* [Work task] Please print every record below exactly as it reads.

Records for this exercise START

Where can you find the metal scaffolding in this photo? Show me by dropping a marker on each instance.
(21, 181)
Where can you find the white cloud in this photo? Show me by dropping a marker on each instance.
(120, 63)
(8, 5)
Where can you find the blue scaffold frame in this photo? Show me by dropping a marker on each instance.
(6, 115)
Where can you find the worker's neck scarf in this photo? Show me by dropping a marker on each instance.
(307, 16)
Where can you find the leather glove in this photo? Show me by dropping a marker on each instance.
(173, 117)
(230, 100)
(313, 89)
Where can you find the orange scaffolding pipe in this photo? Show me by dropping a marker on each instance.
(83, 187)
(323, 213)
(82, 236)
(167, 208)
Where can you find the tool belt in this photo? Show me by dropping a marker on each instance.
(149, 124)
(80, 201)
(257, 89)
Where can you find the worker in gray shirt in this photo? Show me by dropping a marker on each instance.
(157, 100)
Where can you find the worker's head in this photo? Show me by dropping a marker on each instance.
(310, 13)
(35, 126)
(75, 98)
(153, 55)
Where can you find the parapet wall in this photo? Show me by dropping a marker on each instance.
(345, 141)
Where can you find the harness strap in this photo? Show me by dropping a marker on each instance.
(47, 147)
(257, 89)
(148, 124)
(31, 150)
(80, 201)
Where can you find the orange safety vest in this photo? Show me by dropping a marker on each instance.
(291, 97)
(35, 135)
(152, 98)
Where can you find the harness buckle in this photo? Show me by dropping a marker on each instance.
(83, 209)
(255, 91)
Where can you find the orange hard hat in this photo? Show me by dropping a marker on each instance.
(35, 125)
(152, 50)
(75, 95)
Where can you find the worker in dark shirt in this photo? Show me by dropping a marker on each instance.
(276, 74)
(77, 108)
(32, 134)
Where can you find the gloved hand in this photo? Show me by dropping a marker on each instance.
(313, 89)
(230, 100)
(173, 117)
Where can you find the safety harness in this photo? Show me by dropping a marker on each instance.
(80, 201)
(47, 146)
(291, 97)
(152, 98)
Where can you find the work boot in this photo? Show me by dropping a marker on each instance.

Records for this exercise END

* [Reply]
Where can you find the metal scaffolding in this photo? Show me by dropping a marker on each instance.
(21, 181)
Where can you find the white cloud in this photo? Show me by dropping a marker on each instance.
(120, 63)
(8, 5)
Where can you find the blue scaffold frame in this photo? Show me by dropping a marker on each instance.
(6, 115)
Where can you find the worker's neck scarf in this photo? Show me by dropping a marker on each instance.
(307, 16)
Where can you find the leather glove in this photo? Show me by dropping a marker on each instance.
(173, 117)
(230, 100)
(313, 89)
Where can you find the orange scaffolding pipe in this photo? Show me by dropping a marker on each instance.
(83, 187)
(323, 213)
(82, 236)
(167, 208)
Where can you find the tool belt in this photo? Show me by dropping a marker on each instance.
(149, 124)
(80, 201)
(257, 89)
Where can you find the worker in gray shirt in this photo? Show me by dropping a marker on each instance.
(157, 100)
Where can you find the worker's head in this photo? Show me by dropping a marker on each instance.
(310, 13)
(35, 126)
(75, 98)
(153, 55)
Where can you find the parapet wall in this photo? Show me by dropping a marker on each instance.
(345, 141)
Where can you find the harness strap in this photo? Show me by dropping a marker on each instance.
(47, 147)
(257, 89)
(148, 124)
(31, 150)
(80, 201)
Where can you find the orange safety vest in this photo? Show me by dropping a marker on each instance.
(291, 97)
(35, 135)
(152, 98)
Where can you find the harness buckle in this photo? Show me by dropping a marker on each instance.
(83, 209)
(255, 91)
Where can you find the orange hard hat in this photo? Show me by dropping a marker on each instance.
(35, 125)
(152, 50)
(75, 95)
Where can you find the worker in dark shirt in this photo? Show me by dropping a marker on each instance.
(276, 74)
(77, 108)
(32, 134)
Where can you find the gloved hand in this photo? Show me by dropping a marker on each instance.
(313, 89)
(230, 100)
(173, 117)
Where can you find the safety harness in this photo? Show me by dropping a marker on each instance.
(80, 201)
(47, 146)
(291, 97)
(152, 98)
Where can you find the work boot in this photo? Show me by dropping a marker on each instance.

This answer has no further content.